### Job
Reproduce every line of the items below without altering a single character.

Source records
[Begin]
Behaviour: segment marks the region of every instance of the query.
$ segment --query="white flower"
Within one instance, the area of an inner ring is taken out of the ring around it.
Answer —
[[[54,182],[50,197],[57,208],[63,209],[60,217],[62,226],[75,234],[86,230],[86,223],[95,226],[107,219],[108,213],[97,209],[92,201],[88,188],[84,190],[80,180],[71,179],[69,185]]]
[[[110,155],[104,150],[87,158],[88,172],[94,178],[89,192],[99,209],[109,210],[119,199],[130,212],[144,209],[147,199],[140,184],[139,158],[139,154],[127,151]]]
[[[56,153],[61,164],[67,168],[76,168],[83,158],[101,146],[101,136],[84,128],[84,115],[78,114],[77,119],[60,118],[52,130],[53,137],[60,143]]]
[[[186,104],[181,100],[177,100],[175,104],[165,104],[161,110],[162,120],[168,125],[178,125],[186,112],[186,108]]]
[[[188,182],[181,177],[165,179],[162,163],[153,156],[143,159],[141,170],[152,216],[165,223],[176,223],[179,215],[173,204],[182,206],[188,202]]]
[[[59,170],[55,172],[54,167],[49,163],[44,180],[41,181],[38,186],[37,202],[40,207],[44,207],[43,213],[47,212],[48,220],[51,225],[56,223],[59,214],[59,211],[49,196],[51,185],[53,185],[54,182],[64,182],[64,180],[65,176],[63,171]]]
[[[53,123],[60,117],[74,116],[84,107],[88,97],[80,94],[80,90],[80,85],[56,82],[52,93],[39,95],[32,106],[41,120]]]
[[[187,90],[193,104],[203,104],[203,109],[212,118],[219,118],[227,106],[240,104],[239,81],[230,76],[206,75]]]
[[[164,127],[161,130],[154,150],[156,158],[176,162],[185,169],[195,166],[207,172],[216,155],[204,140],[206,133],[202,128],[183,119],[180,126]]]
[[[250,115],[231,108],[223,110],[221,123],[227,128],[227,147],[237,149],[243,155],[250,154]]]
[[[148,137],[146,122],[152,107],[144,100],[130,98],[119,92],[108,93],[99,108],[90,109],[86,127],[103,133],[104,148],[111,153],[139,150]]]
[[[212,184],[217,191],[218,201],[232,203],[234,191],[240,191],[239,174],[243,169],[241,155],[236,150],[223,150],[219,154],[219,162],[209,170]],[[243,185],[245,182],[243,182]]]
[End]
### Exercise response
Behaviour: segment marks the region of every instance of the query.
$ segment --query="white flower"
Within one instance, the area of an inner ring is taken out of the ring around it.
Answer —
[[[54,182],[50,197],[57,208],[63,209],[60,217],[62,226],[75,234],[86,230],[86,223],[95,226],[107,219],[108,213],[97,209],[92,201],[88,188],[84,190],[80,180],[71,179],[69,185]]]
[[[110,155],[104,150],[87,158],[88,172],[94,178],[89,192],[99,209],[109,210],[119,199],[130,212],[144,209],[147,199],[140,184],[139,158],[139,154],[127,151]]]
[[[56,153],[61,164],[67,168],[76,168],[83,158],[101,146],[101,136],[84,128],[84,115],[78,114],[77,119],[60,118],[52,130],[53,137],[60,143]]]
[[[186,104],[181,100],[177,100],[175,104],[165,104],[161,110],[162,120],[168,125],[178,125],[186,112],[186,108]]]
[[[188,182],[181,177],[165,179],[162,163],[153,156],[143,159],[141,170],[152,216],[165,223],[176,223],[179,215],[173,204],[182,206],[188,202]]]
[[[59,170],[55,172],[54,167],[49,163],[44,180],[41,181],[38,186],[37,202],[40,207],[44,207],[43,213],[47,212],[48,220],[51,225],[56,223],[59,214],[59,211],[49,196],[51,185],[53,185],[54,182],[64,182],[64,180],[65,176],[63,171]]]
[[[53,123],[60,117],[74,116],[84,107],[88,97],[80,94],[80,90],[80,85],[56,82],[52,93],[39,95],[32,106],[41,120]]]
[[[187,90],[193,104],[203,104],[203,109],[212,118],[219,118],[227,106],[240,104],[239,81],[230,76],[206,75]]]
[[[164,127],[161,130],[154,150],[156,158],[176,162],[185,169],[195,166],[207,172],[216,155],[204,140],[206,133],[202,128],[183,119],[180,126]]]
[[[250,115],[231,108],[223,110],[221,123],[227,128],[227,147],[237,149],[243,155],[250,154]]]
[[[148,137],[146,122],[152,107],[144,100],[130,98],[119,92],[108,93],[99,108],[90,109],[86,127],[103,133],[104,148],[111,153],[139,150]]]
[[[212,184],[217,191],[218,201],[232,203],[234,191],[240,191],[239,174],[243,169],[241,155],[236,150],[223,150],[219,154],[219,162],[209,170]],[[243,185],[245,182],[243,182]]]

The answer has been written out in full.